--- Begin Task data ---
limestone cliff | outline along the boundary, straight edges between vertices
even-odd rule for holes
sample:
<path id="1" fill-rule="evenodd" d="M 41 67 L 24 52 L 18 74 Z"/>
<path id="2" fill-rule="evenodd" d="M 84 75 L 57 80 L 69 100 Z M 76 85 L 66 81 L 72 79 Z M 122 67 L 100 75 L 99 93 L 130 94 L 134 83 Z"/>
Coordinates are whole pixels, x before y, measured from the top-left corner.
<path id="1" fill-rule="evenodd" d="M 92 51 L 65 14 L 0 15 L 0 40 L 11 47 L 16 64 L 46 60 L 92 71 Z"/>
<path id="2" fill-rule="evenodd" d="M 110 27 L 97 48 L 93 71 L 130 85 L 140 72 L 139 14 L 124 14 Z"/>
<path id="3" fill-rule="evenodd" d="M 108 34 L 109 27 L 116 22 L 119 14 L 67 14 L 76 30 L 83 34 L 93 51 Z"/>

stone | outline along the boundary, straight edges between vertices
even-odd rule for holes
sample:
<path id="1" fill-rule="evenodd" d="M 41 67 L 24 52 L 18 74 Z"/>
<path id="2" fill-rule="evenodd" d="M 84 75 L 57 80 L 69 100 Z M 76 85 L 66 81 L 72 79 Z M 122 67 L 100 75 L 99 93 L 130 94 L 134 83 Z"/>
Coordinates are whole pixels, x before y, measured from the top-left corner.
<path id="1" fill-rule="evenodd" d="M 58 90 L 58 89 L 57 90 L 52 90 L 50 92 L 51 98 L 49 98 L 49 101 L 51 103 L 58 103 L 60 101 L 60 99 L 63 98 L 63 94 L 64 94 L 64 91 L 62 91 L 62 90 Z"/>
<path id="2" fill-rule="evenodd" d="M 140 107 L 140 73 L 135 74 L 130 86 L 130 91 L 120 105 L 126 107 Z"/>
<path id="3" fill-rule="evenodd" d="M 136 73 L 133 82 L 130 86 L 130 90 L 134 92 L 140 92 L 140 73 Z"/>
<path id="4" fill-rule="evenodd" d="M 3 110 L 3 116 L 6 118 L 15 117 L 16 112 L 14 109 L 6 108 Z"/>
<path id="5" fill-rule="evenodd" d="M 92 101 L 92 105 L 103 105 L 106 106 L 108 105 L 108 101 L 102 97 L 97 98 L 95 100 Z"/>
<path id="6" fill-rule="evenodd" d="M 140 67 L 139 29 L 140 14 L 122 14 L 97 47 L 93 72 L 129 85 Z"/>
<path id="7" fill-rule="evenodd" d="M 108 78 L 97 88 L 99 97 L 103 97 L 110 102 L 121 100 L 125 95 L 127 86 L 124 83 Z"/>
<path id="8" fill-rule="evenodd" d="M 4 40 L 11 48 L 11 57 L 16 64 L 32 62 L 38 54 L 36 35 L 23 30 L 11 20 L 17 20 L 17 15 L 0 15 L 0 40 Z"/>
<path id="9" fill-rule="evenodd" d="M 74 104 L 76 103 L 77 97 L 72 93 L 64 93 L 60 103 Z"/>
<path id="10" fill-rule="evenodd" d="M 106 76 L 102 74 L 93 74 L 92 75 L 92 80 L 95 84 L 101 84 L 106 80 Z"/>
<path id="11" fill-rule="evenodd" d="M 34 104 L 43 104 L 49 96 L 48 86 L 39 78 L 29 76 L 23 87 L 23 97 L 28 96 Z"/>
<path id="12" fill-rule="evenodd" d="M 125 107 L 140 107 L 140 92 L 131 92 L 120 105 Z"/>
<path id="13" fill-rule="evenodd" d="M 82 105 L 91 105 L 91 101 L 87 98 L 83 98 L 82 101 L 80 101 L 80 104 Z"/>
--- End Task data ---
**Your instructions**
Pull out every line above that contains the string "edges", and copy each one in full. Case counts, so match uppercase and lowercase letters precisely.

**Answer in full**
limestone cliff | outline along the boundary, straight edges between vertices
stone | outline along the boundary, straight edges between vertices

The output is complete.